Objectif du travail:
Retapez intégralement, s'il vous plaît, l'extrait sur l'arrivée de la Reine à Moret, sans y changer un seul mot.

Extrait à lire:
# # # #
Le Roi aide la Reine à remonter dans son carrosse, et s’y place auprès d’elle, avec la jeune duchesse d’Orléans, la duchesse douairière de Bourbon, mère de M. le Duc, la princesse de Conti et Mlle de Charolais. Tous les autres carrosses se remplissent et s’ébranlent ; les mousquetaires et chevau-Iégers ouvrent la marche, les gardes du corps et gendarmes la ferment. Le long du trajet, la compagnie du vol du cabinet donne à Leurs Majestés le plaisir de regarder la chasse au vol, spectacle commode pour fournir un sujet de conversation. Au reste, le Roi est fort aimable et d’une gaieté qu’on ne lui a jamais vue. On arrive sur les sept heures à Moret, dont le château, qui est aux Rohan, abritera pour la nuit la Reine et sa maison. Les princes et tous les hommes de la cour s’y trouvent et y sont présentés par le Roi. Il reste lui-même une heure encore, avant de repartir pour Fontainebleau avec les princes. Aussitôt, Mlle de Clermont présente les dames du palais qui n’ont pas été du voyage ; puis M. le Duc a son audience particulière, et la Reine soupe à son grand couvert, au son des hautbois, avant la courte nuit qui la sépare de son bonheur.
# # # #
Liste des entrées:
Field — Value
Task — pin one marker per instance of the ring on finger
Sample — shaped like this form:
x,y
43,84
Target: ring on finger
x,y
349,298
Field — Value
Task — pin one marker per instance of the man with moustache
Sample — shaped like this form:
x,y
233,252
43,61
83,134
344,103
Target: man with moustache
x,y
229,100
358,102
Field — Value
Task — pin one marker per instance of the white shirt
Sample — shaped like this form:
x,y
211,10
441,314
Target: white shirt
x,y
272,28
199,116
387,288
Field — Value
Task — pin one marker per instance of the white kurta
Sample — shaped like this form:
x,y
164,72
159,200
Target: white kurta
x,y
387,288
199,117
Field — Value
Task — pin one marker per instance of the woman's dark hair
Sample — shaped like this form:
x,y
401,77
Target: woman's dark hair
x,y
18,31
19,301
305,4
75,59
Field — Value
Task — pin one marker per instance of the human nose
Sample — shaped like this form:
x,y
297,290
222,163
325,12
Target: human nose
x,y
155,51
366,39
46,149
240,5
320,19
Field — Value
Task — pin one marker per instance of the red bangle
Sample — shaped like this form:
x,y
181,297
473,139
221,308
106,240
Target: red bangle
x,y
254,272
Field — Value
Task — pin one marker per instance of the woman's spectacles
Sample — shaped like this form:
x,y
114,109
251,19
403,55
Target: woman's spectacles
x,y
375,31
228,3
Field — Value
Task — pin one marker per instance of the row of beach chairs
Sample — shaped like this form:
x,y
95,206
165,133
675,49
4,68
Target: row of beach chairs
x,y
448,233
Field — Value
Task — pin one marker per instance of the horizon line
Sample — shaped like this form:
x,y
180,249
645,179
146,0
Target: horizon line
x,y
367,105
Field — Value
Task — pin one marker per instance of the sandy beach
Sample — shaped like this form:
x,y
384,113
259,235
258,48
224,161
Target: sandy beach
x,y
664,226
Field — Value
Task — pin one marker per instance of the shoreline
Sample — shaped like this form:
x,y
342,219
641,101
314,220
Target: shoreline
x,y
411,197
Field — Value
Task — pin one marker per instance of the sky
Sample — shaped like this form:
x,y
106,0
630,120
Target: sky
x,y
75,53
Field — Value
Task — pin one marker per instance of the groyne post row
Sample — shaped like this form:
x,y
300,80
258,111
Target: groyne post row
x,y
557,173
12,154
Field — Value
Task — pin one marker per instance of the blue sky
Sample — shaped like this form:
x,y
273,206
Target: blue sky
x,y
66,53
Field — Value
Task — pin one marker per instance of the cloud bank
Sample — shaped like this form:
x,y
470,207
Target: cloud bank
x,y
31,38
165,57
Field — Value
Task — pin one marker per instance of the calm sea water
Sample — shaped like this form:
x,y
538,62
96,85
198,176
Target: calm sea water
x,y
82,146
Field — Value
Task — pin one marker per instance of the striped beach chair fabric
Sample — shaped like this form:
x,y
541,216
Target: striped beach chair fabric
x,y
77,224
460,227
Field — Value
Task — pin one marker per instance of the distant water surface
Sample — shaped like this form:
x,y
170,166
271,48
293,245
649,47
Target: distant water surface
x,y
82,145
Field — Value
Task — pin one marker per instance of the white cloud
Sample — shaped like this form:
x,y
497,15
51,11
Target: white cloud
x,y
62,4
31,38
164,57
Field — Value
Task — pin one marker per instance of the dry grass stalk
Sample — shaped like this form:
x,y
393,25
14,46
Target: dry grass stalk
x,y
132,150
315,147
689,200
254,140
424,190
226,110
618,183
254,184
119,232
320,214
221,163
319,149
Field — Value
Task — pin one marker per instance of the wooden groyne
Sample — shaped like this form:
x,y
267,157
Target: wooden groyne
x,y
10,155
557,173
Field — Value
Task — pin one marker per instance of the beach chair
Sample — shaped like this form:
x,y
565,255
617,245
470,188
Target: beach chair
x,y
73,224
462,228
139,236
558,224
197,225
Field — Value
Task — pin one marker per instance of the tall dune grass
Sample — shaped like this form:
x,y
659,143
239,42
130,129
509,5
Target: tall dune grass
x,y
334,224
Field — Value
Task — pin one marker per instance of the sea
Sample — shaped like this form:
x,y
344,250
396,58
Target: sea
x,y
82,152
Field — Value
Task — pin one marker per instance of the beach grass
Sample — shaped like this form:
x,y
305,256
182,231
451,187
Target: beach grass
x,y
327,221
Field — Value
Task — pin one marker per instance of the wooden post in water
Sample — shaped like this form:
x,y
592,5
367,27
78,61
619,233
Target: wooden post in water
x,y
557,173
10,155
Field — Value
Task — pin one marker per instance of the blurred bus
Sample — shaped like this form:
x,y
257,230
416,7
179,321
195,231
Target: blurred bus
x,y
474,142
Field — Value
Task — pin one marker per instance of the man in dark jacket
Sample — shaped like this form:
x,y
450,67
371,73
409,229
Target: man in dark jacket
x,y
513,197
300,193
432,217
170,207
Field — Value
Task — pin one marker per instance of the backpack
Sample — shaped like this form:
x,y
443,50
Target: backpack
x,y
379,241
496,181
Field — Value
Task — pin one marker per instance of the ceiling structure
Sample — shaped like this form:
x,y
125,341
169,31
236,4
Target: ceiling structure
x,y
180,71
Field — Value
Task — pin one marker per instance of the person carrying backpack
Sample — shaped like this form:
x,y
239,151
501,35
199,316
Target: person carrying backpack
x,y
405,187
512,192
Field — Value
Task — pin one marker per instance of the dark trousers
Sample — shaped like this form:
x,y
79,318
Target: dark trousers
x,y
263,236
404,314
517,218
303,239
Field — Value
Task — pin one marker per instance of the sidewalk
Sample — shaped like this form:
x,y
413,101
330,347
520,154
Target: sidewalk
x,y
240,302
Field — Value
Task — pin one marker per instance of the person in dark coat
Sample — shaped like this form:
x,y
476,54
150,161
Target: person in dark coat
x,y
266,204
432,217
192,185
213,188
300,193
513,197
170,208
# # # #
Solution rédigée:
Le Roi aide la Reine à remonter dans son carrosse, et s’y place auprès d’elle, avec la jeune duchesse d’Orléans, la duchesse douairière de Bourbon, mère de M. le Duc, la princesse de Conti et Mlle de Charolais. Tous les autres carrosses se remplissent et s’ébranlent ; les mousquetaires et chevau-Iégers ouvrent la marche, les gardes du corps et gendarmes la ferment. Le long du trajet, la compagnie du vol du cabinet donne à Leurs Majestés le plaisir de regarder la chasse au vol, spectacle commode pour fournir un sujet de conversation. Au reste, le Roi est fort aimable et d’une gaieté qu’on ne lui a jamais vue. On arrive sur les sept heures à Moret, dont le château, qui est aux Rohan, abritera pour la nuit la Reine et sa maison. Les princes et tous les hommes de la cour s’y trouvent et y sont présentés par le Roi. Il reste lui-même une heure encore, avant de repartir pour Fontainebleau avec les princes. Aussitôt, Mlle de Clermont présente les dames du palais qui n’ont pas été du voyage ; puis M. le Duc a son audience particulière, et la Reine soupe à son grand couvert, au son des hautbois, avant la courte nuit qui la sépare de son bonheur.